> Passage provided
▬▬▬▬▬▬▬▬▬▬

When looking for tenants, these added bonuses will no doubt attract them to move in to your property.
Easy Exit Strategy
A major concern many investors have with rental properties is how difficult it can be to offload a property. Unlike stocks, houses are very illiquid, and it can take many months to close a deal.
So, if you want to make your life a little bit easier (and less stressful), it makes sense to invest in an appreciating area that will better your odds of selling (should the need to do so ever arise). If you invest for appreciation, just make sure that your property is desirable enough to be able to sell back to a homebuyer.

▬▬▬▬▬▬▬▬▬▬

> Provided information

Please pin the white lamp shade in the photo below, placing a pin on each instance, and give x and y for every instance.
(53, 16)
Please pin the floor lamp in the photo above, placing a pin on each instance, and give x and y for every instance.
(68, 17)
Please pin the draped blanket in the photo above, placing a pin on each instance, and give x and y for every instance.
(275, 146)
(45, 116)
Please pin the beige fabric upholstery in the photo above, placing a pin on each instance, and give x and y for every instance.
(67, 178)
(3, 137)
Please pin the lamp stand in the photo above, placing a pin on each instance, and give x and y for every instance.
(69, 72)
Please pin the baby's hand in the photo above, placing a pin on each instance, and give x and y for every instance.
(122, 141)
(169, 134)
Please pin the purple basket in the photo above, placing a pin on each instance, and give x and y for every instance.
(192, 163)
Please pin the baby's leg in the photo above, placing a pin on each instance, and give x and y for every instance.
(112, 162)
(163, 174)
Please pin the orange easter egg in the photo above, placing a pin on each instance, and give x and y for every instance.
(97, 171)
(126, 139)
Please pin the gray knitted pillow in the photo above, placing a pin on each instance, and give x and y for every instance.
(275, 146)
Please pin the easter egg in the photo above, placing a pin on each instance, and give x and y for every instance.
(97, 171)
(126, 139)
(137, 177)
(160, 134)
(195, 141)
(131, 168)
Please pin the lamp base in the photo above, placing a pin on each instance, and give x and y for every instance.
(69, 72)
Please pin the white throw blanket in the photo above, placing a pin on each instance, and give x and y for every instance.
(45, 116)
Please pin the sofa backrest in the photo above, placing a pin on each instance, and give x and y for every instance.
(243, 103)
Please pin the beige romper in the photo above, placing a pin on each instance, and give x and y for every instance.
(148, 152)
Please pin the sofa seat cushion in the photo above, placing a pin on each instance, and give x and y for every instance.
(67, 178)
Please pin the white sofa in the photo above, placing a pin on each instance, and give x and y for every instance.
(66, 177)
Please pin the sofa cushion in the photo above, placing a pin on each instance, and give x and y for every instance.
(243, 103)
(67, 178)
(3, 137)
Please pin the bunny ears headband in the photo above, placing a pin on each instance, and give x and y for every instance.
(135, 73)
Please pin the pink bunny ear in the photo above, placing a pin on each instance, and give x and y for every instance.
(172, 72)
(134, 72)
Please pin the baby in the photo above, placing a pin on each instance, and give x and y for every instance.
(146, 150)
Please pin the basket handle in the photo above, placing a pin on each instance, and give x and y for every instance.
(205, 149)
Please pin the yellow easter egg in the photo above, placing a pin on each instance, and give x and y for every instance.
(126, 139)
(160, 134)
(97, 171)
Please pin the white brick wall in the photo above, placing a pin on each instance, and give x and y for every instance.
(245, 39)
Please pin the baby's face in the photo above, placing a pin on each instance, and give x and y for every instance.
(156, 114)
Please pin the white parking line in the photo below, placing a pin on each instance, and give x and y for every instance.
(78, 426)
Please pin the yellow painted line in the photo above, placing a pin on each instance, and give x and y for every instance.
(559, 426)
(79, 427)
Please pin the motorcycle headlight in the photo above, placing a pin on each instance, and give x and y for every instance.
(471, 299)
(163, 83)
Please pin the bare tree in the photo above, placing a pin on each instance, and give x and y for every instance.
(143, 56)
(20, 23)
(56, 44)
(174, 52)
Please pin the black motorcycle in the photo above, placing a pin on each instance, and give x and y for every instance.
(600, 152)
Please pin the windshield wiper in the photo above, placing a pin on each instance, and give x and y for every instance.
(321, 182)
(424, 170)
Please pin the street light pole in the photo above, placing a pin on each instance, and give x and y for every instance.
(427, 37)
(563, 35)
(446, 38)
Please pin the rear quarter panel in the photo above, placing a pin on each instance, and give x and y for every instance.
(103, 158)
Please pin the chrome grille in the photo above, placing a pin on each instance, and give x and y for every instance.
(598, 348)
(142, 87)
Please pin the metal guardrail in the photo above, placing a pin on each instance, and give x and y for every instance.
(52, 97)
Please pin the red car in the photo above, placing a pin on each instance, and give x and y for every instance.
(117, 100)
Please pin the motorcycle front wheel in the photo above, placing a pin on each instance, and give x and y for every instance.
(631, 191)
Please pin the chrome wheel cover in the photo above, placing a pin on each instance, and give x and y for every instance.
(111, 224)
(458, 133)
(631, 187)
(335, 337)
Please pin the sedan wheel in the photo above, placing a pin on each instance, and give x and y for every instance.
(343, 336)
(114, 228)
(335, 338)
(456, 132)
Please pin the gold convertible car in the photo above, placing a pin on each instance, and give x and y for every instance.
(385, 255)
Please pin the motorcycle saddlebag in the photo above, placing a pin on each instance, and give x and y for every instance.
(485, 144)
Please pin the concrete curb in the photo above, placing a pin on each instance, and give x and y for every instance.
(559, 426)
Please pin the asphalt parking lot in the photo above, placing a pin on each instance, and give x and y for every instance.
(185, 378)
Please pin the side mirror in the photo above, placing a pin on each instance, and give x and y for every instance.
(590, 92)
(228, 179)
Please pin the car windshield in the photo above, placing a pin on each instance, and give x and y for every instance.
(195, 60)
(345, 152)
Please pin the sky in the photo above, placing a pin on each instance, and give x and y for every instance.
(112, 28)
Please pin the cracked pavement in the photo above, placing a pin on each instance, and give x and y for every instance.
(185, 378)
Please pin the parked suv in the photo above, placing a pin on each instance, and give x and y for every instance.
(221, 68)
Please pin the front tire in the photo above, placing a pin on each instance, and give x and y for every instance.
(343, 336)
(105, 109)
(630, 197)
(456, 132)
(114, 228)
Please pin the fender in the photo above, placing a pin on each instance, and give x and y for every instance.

▬▬▬▬▬▬▬▬▬▬

> Description of the task
In the passage on rental property investing, rename "tenants" as "renters" and give the portion between "When looking for" and "to a homebuyer.", inclusive. The records stand apart from the passage on rental property investing and are separate material.

> Exercise result
When looking for renters, these added bonuses will no doubt attract them to move in to your property.
Easy Exit Strategy
A major concern many investors have with rental properties is how difficult it can be to offload a property. Unlike stocks, houses are very illiquid, and it can take many months to close a deal.
So, if you want to make your life a little bit easier (and less stressful), it makes sense to invest in an appreciating area that will better your odds of selling (should the need to do so ever arise). If you invest for appreciation, just make sure that your property is desirable enough to be able to sell back to a homebuyer.